:: Data in this exercise
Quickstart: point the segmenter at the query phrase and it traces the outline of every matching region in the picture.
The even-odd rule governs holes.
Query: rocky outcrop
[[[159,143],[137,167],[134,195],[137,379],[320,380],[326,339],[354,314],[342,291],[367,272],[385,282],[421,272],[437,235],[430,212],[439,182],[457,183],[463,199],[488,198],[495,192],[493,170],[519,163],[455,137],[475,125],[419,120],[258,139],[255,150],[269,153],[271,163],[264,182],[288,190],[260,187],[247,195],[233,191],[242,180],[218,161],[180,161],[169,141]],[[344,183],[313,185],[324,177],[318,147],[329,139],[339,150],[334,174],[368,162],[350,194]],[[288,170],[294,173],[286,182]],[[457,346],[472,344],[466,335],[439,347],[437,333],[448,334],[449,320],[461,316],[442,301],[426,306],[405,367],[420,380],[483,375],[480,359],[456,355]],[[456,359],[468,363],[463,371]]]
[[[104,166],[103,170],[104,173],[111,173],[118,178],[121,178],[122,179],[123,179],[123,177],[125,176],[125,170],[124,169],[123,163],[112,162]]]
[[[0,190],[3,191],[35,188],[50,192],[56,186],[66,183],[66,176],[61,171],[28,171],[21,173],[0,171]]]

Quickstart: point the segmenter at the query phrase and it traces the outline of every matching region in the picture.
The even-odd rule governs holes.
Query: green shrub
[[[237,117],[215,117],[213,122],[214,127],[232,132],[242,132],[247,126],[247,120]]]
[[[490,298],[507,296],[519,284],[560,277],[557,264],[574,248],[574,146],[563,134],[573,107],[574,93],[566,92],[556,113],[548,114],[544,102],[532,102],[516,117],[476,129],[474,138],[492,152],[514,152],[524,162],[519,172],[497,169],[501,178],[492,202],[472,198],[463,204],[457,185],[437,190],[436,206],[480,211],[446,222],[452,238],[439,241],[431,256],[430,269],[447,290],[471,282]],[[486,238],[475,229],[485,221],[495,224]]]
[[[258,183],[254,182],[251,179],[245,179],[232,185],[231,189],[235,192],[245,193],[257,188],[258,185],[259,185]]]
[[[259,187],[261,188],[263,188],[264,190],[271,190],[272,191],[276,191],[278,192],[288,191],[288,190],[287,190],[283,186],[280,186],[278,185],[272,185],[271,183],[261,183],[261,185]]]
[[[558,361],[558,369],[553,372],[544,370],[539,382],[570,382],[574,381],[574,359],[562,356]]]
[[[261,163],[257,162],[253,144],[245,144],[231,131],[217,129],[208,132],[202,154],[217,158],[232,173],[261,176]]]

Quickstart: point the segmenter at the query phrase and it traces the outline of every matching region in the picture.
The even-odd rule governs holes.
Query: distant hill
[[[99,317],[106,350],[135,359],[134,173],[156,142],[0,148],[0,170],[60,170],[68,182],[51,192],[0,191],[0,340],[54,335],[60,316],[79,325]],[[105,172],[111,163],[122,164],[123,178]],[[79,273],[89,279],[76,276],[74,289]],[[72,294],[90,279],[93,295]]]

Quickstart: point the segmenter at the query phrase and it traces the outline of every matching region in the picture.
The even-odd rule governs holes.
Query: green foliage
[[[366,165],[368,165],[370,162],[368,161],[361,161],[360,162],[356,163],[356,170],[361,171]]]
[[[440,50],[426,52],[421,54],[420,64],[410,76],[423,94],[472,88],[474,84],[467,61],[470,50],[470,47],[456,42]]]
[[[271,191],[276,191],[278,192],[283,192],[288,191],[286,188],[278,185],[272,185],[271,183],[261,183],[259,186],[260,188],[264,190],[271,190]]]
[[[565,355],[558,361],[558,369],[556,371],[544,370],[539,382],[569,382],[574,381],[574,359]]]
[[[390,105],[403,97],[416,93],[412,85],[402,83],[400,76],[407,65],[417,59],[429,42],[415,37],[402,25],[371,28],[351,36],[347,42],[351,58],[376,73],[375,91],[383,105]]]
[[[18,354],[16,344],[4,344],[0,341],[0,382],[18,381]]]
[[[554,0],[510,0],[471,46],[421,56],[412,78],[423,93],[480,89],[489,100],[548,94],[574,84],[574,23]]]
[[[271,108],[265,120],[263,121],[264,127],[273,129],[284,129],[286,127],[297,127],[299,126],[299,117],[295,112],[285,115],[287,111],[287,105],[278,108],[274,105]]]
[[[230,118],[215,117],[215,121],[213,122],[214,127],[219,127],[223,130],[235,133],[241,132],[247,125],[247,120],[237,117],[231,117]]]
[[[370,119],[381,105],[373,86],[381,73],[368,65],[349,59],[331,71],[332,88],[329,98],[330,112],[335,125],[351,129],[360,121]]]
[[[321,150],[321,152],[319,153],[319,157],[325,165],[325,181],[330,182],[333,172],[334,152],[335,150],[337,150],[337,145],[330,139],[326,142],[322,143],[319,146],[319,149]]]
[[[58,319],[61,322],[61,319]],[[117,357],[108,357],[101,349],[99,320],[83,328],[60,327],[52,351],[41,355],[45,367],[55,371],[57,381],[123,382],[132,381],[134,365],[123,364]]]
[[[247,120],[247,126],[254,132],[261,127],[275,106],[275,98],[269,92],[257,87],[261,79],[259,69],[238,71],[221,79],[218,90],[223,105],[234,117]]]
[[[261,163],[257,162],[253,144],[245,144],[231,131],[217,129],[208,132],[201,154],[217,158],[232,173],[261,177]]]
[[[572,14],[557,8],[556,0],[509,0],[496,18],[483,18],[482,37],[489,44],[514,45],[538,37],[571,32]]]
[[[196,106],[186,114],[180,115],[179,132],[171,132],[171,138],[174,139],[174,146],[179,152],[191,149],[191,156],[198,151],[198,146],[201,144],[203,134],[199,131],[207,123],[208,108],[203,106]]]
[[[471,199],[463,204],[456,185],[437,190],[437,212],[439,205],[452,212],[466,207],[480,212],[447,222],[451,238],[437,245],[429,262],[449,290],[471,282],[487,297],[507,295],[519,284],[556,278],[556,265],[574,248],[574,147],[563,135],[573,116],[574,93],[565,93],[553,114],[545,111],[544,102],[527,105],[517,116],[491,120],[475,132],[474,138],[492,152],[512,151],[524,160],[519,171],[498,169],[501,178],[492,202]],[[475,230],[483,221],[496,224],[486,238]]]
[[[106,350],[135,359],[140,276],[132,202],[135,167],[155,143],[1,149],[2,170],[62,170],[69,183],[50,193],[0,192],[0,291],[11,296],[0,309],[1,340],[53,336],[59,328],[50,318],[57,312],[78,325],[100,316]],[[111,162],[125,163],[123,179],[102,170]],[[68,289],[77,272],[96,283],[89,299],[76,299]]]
::::
— Problem —
Write out every one of the lines above, reproducing each character without any change.

— Output for this task —
Quickstart: point the segmenter at the query phrase and it traces the outline of every matching region in the picture.
The even-odd rule governs holes.
Query: rocky outcrop
[[[159,143],[137,167],[134,195],[137,379],[320,380],[326,339],[354,314],[342,291],[367,272],[385,282],[421,272],[437,235],[430,212],[439,182],[457,183],[463,199],[488,198],[495,192],[493,170],[519,163],[455,137],[475,125],[419,120],[258,139],[255,150],[269,153],[271,163],[264,182],[288,190],[260,187],[247,195],[233,191],[242,180],[218,161],[180,161],[169,141]],[[344,183],[313,185],[324,177],[318,147],[329,139],[339,150],[334,174],[368,162],[350,194]],[[288,170],[294,173],[286,182]],[[457,346],[472,344],[466,335],[439,347],[437,333],[448,334],[449,320],[461,316],[442,301],[426,306],[405,367],[420,380],[483,375],[480,359],[456,355]],[[456,359],[468,363],[463,371]]]
[[[104,166],[103,170],[104,173],[111,173],[118,178],[121,178],[122,179],[123,179],[123,177],[125,176],[125,170],[124,169],[123,163],[112,162]]]
[[[0,190],[3,191],[35,188],[50,192],[56,186],[66,183],[66,176],[61,171],[28,171],[21,173],[0,171]]]

Quickstart: point the segmenter at the query phrase and it traces the outline of every matching region in the picture.
The even-odd rule governs holes.
Query: green shrub
[[[237,117],[215,117],[213,122],[214,127],[232,132],[242,132],[247,126],[247,120]]]
[[[490,298],[507,296],[519,284],[560,277],[557,264],[574,248],[574,146],[563,134],[573,107],[574,93],[566,92],[556,113],[548,114],[544,102],[532,102],[516,117],[476,129],[474,138],[492,152],[514,152],[524,162],[519,172],[497,169],[501,178],[492,202],[472,198],[463,204],[457,185],[437,190],[436,206],[480,211],[446,222],[452,238],[439,241],[431,256],[430,269],[447,290],[471,282]],[[486,238],[475,229],[485,221],[495,224]]]
[[[258,183],[254,182],[251,179],[245,179],[232,185],[231,189],[235,192],[245,193],[257,188],[258,185],[259,185]]]
[[[259,187],[261,188],[263,188],[264,190],[271,190],[272,191],[276,191],[278,192],[288,191],[288,190],[287,190],[283,186],[280,186],[278,185],[272,185],[271,183],[261,183],[261,185]]]
[[[558,361],[558,369],[553,372],[544,370],[539,382],[570,382],[574,381],[574,359],[562,356]]]
[[[261,163],[257,162],[253,144],[245,144],[231,131],[217,129],[208,132],[202,154],[217,158],[232,173],[261,176]]]

Quickstart: point the segmenter at the query phrase and it traces the outline of every matching region in the picture.
The even-odd rule governs holes.
Query: distant hill
[[[99,317],[106,350],[135,359],[134,173],[156,142],[0,148],[0,170],[60,170],[68,182],[51,192],[0,191],[0,340],[54,335],[60,316],[79,325]],[[105,172],[111,163],[122,164],[123,178]],[[79,273],[89,279],[76,276],[74,289]],[[72,294],[90,279],[93,295]]]

Quickstart: point the segmenter at the query phrase and it traces the outline of every matching region in the picture.
The even-odd rule governs holes.
Query: green foliage
[[[366,165],[368,165],[370,162],[368,161],[361,161],[360,162],[356,163],[356,170],[361,171]]]
[[[440,50],[426,52],[421,54],[420,64],[410,76],[423,94],[472,88],[474,84],[467,61],[470,50],[470,47],[456,42]]]
[[[271,191],[276,191],[278,192],[283,192],[288,191],[286,188],[278,185],[272,185],[271,183],[261,183],[259,186],[260,188],[264,190],[271,190]]]
[[[565,355],[558,361],[558,369],[556,371],[544,370],[539,382],[569,382],[574,381],[574,359]]]
[[[390,105],[403,97],[416,93],[412,85],[402,83],[400,76],[407,65],[417,59],[429,42],[415,37],[402,25],[371,28],[351,36],[347,42],[351,58],[376,73],[375,91],[383,105]]]
[[[18,354],[16,344],[4,344],[0,341],[0,382],[18,381]]]
[[[554,0],[510,0],[471,46],[421,56],[412,78],[423,93],[480,89],[489,100],[548,94],[574,84],[574,23]]]
[[[271,108],[265,120],[263,121],[264,127],[273,129],[284,129],[286,127],[297,127],[299,126],[299,117],[295,112],[285,115],[287,111],[287,105],[278,108],[274,105]]]
[[[230,118],[215,117],[215,121],[213,122],[214,127],[219,127],[223,130],[235,133],[241,132],[247,125],[247,120],[237,117],[231,117]]]
[[[370,119],[381,105],[373,86],[381,73],[368,65],[349,59],[331,71],[332,88],[329,98],[330,112],[335,125],[351,129],[360,121]]]
[[[321,150],[321,152],[319,153],[319,157],[325,165],[325,181],[330,182],[333,172],[334,152],[335,150],[337,150],[337,145],[330,139],[326,142],[322,143],[319,146],[319,149]]]
[[[58,319],[61,322],[61,319]],[[117,357],[108,357],[101,349],[99,320],[83,328],[60,327],[52,351],[41,355],[45,367],[55,371],[57,381],[123,382],[132,381],[134,365],[123,364]]]
[[[247,120],[247,126],[254,132],[261,127],[275,106],[275,98],[269,92],[257,87],[261,79],[259,69],[238,71],[221,79],[218,90],[223,105],[234,117]]]
[[[261,163],[257,162],[253,144],[245,144],[231,131],[217,129],[208,132],[201,154],[217,158],[232,173],[261,177]]]
[[[572,14],[557,8],[556,0],[509,0],[496,18],[483,18],[482,37],[489,44],[514,45],[538,37],[571,32]]]
[[[196,106],[186,114],[180,115],[179,132],[171,132],[171,138],[174,139],[174,146],[179,152],[191,149],[191,156],[198,151],[198,146],[201,144],[203,134],[199,131],[207,123],[208,108],[203,106]]]
[[[471,199],[463,204],[456,185],[437,190],[437,212],[439,205],[452,212],[466,207],[480,212],[447,222],[451,238],[437,245],[429,262],[449,290],[471,282],[487,297],[507,295],[519,284],[556,278],[556,265],[574,248],[574,147],[563,135],[573,116],[574,93],[565,93],[553,114],[545,111],[544,102],[527,105],[517,116],[491,120],[475,132],[474,138],[492,152],[512,151],[524,160],[519,171],[498,169],[501,178],[492,202]],[[475,230],[483,221],[496,224],[486,238]]]
[[[106,350],[135,359],[140,276],[132,202],[135,167],[155,143],[1,149],[2,170],[62,170],[69,183],[50,193],[0,192],[0,291],[11,296],[0,309],[1,340],[53,336],[59,328],[50,318],[57,312],[78,325],[100,316]],[[111,162],[125,163],[123,179],[102,170]],[[68,289],[77,272],[96,283],[89,299],[76,299]]]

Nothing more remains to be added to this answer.